* **Exercise instructions**:
Word for word, give the material below again, minus any images.

* **Named-object pointing records**:
__________

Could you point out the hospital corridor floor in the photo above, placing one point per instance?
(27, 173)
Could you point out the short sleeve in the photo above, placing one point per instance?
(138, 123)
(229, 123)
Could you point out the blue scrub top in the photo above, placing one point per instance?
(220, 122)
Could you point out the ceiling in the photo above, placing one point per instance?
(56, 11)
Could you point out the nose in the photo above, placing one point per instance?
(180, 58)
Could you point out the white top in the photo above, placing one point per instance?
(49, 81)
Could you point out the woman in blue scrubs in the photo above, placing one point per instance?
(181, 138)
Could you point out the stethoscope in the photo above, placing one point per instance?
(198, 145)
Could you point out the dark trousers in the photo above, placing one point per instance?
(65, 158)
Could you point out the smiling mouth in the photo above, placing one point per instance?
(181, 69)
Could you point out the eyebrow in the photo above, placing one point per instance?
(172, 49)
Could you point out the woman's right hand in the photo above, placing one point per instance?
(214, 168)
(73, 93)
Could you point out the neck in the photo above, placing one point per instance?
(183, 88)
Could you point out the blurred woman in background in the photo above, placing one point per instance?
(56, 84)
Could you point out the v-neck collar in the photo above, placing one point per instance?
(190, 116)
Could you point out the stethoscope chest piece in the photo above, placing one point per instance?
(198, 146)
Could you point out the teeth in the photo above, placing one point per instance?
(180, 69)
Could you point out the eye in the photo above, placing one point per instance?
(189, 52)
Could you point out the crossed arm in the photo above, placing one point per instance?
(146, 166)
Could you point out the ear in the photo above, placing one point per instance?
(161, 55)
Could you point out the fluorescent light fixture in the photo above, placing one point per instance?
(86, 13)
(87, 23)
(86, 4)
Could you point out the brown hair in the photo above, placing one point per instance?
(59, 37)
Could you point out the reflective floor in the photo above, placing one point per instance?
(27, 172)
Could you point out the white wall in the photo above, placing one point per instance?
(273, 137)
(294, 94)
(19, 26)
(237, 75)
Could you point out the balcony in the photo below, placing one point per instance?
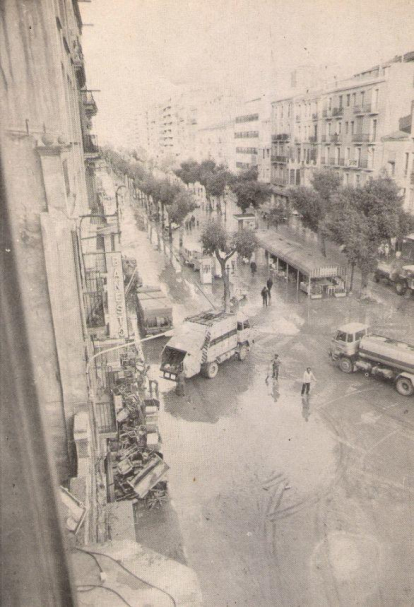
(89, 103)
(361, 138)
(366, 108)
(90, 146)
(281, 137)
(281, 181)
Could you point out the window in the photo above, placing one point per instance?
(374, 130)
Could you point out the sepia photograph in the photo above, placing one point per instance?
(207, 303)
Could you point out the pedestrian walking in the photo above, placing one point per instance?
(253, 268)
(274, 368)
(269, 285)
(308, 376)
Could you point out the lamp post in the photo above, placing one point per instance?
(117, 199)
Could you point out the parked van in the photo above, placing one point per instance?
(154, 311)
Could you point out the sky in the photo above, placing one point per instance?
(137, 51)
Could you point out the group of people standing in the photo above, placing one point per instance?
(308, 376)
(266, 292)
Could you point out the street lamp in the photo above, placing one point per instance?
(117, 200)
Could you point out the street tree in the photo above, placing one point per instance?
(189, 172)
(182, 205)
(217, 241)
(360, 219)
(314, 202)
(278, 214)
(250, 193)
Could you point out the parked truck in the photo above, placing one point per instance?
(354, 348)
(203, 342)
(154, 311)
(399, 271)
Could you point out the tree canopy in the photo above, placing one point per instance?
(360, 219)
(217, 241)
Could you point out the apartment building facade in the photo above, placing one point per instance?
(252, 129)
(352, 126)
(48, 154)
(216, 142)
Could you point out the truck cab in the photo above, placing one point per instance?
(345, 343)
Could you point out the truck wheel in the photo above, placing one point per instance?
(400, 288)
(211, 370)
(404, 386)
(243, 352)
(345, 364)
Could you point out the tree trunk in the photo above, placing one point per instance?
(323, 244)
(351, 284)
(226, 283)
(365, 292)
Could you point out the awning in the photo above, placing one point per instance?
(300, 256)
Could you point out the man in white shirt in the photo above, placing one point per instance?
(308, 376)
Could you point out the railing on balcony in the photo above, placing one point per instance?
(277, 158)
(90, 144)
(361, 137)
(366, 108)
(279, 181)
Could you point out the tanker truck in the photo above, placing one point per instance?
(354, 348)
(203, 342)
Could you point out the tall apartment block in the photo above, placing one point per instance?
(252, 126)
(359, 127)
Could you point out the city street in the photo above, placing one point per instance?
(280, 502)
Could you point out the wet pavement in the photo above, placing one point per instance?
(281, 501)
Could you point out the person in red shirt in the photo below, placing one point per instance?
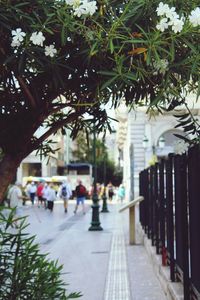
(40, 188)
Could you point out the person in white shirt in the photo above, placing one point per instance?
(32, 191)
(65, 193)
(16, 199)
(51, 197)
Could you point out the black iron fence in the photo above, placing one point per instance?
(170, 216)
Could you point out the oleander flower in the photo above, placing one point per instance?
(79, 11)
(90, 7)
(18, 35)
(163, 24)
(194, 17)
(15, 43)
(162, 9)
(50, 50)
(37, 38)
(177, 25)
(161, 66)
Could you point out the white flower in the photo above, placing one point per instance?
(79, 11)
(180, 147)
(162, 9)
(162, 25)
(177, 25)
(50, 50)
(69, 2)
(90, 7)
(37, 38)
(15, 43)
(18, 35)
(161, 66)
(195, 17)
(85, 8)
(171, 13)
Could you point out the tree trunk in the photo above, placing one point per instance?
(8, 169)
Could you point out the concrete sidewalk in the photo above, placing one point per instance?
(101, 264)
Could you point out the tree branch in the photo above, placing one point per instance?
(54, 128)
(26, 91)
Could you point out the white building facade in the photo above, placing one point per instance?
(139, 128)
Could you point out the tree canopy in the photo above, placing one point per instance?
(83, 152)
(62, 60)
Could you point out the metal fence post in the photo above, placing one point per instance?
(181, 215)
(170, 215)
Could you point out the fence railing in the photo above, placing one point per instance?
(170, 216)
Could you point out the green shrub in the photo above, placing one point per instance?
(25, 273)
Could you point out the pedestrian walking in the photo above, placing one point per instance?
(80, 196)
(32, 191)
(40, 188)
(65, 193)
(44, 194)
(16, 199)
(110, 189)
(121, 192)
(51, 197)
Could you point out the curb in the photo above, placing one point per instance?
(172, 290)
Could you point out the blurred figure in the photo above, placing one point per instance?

__________

* **Solution below**:
Could you point out the hospital corridor floor in the photo above, placing one point per instance?
(27, 173)
Could you point out the short sleeve in the photo above, placing one point per instance?
(138, 123)
(229, 123)
Could you point out the blue scrub top in the photo above, placing one point per instance?
(220, 122)
Could you point out the ceiling in the photo above, placing one point per instance?
(56, 11)
Could you point out the nose in the photo above, placing one point per instance?
(180, 58)
Could you point out the white top in the photo above, placing one point per instance?
(49, 81)
Could you point out the woman in blue scrubs in the photo above, placing one point per instance?
(181, 138)
Could you point out the stethoscope in the photo above, placing one point per instance?
(198, 145)
Could you point out the dark trousers in the photo above, placing one point per instance?
(65, 158)
Could you point out the smiling mouth in the photo above, placing one point per instance?
(181, 69)
Could you point out the eyebrow in the photo above, placing one point per instance?
(172, 49)
Could you point out the woman's right hand in the photo above, placing one point per instance?
(214, 168)
(73, 93)
Could you point out the neck in the photo above, placing one point per instance?
(183, 88)
Could you point out the blurred woman in background in the photo above, placing one point per instance?
(56, 84)
Could you point out the v-neck collar in the photo above, placing one point per instance?
(190, 116)
Could you point out the stethoscope chest piece in the photo above, placing one point per instance?
(198, 146)
Could you point out the teeth in the photo above, placing one point per instance?
(180, 69)
Could you point out the eye in the photo above, placing one point per instance?
(189, 52)
Could you point out the crossed arm in the photo above, placing one point per instance?
(146, 166)
Could you point out the ear in the photo above, placing one point per instance?
(161, 55)
Could you point out the fluorescent light fixture in the photo above, placing one point per instance?
(86, 13)
(87, 23)
(86, 4)
Could you point out the brown hair in the photo above, placing one point per instance?
(59, 37)
Could you point out the reflective floor in the photo above, placing one point per instance?
(27, 172)
Could you point out the white wall in the photo above, placing one point per instance?
(273, 137)
(294, 94)
(19, 26)
(237, 75)
Could you point out the balcony in the photo below, placing one point per instance?
(89, 103)
(361, 138)
(366, 108)
(90, 146)
(281, 137)
(281, 181)
Could you point out the window in the photo above, placing one point per instance?
(374, 130)
Could you point out the sepia photograph in the photo above, placing one point per instance?
(207, 303)
Could you point out the pedestrian walking in the photo above, placing one point per instance?
(253, 268)
(274, 368)
(269, 285)
(308, 376)
Could you point out the lamp post in the photo above, placing one point per instance?
(117, 199)
Could you point out the parked van in the photo above, placing one point per instance?
(154, 311)
Could you point out the sky in the photo above, placing one point per instance?
(137, 51)
Could you point out the group of people standing in the photo above, placing one point per instance?
(308, 376)
(266, 292)
Could you point out the street lamp in the photo above, placing one point per instance?
(117, 200)
Could you point out the street tree in the photo above, placing one point per instance?
(189, 172)
(182, 205)
(217, 241)
(360, 219)
(314, 202)
(278, 214)
(250, 193)
Could you point out the parked truck in the photo above, placing one point per instance?
(354, 348)
(203, 342)
(154, 311)
(399, 271)
Could you point out the tree canopy in the photo above, placing one point per instance?
(360, 219)
(217, 241)
Could you point out the apartment building facade in the photo above, placing one point per instance?
(252, 129)
(352, 126)
(48, 154)
(216, 142)
Could you point out the truck cab in the photo above, placing one point per instance?
(345, 343)
Could you point out the truck wheel in the photo above, placing one point per instance?
(400, 288)
(211, 370)
(404, 386)
(243, 352)
(345, 364)
Could you point out the tree trunk in the photo above, placing one point per instance?
(323, 244)
(351, 284)
(226, 283)
(365, 292)
Could you point out the awning in the photo above, placing one point per instance?
(300, 256)
Could you point out the man in white shirt in the photo above, placing one point per instance?
(308, 376)
Could you point out the railing on balcony in the photo above, placing one point per instance?
(277, 158)
(90, 144)
(361, 137)
(366, 108)
(279, 181)
Could you point out the tanker truck in the photo above, placing one point per instance?
(354, 348)
(203, 342)
Could you point out the tall apartment block in the photo above, placing one point per instance?
(252, 126)
(359, 127)
Could you point out the city street in the photo above, placing one point per instance?
(280, 502)
Could you point out the wet pavement in the photo above, placing one point per instance?
(281, 501)
Could you point out the person in red shirt in the photo below, placing one point per instance?
(40, 188)
Could you point out the person in white shirt in the photo above, placing one point per instance?
(32, 191)
(65, 193)
(16, 199)
(51, 197)
Could you point out the black iron fence in the photo above, placing one point per instance?
(170, 216)
Could you point out the oleander flower in the photo above, placing one point per instance?
(79, 11)
(90, 7)
(18, 35)
(163, 24)
(194, 17)
(15, 43)
(162, 9)
(50, 50)
(37, 38)
(177, 25)
(161, 66)
Could you point out the white flower in the photo above, placing one point per instance?
(79, 11)
(180, 147)
(162, 9)
(162, 25)
(177, 25)
(50, 50)
(69, 2)
(90, 7)
(37, 38)
(15, 43)
(18, 35)
(161, 66)
(195, 17)
(85, 8)
(171, 13)
Could you point out the tree trunk in the photo above, placing one point per instance?
(8, 169)
Could you point out the concrete sidewalk in the photo above, placing one point per instance?
(101, 264)
Could you point out the tree branch in the photo above, placing one point per instance?
(54, 128)
(26, 91)
Could you point out the white building facade in the photo above, placing one point per instance?
(139, 128)
Could you point out the tree canopy in the photo above, placing one point per instance?
(83, 152)
(62, 60)
Could you point out the metal fence post in the photo above, placing one point per instance?
(181, 215)
(170, 215)
Could you point out the fence railing in the photo above, placing one point per instance?
(170, 216)
Could you point out the green shrub in the photo above, placing one point per instance?
(25, 273)
Could you point out the pedestrian walking in the photo above, placing one point per instance?
(80, 196)
(32, 191)
(40, 188)
(65, 193)
(44, 194)
(16, 199)
(110, 189)
(121, 192)
(51, 197)
Could you point out the curb in the photo above, placing one point per instance?
(172, 290)
Could you point out the blurred figure in the photo above, placing one point per instance?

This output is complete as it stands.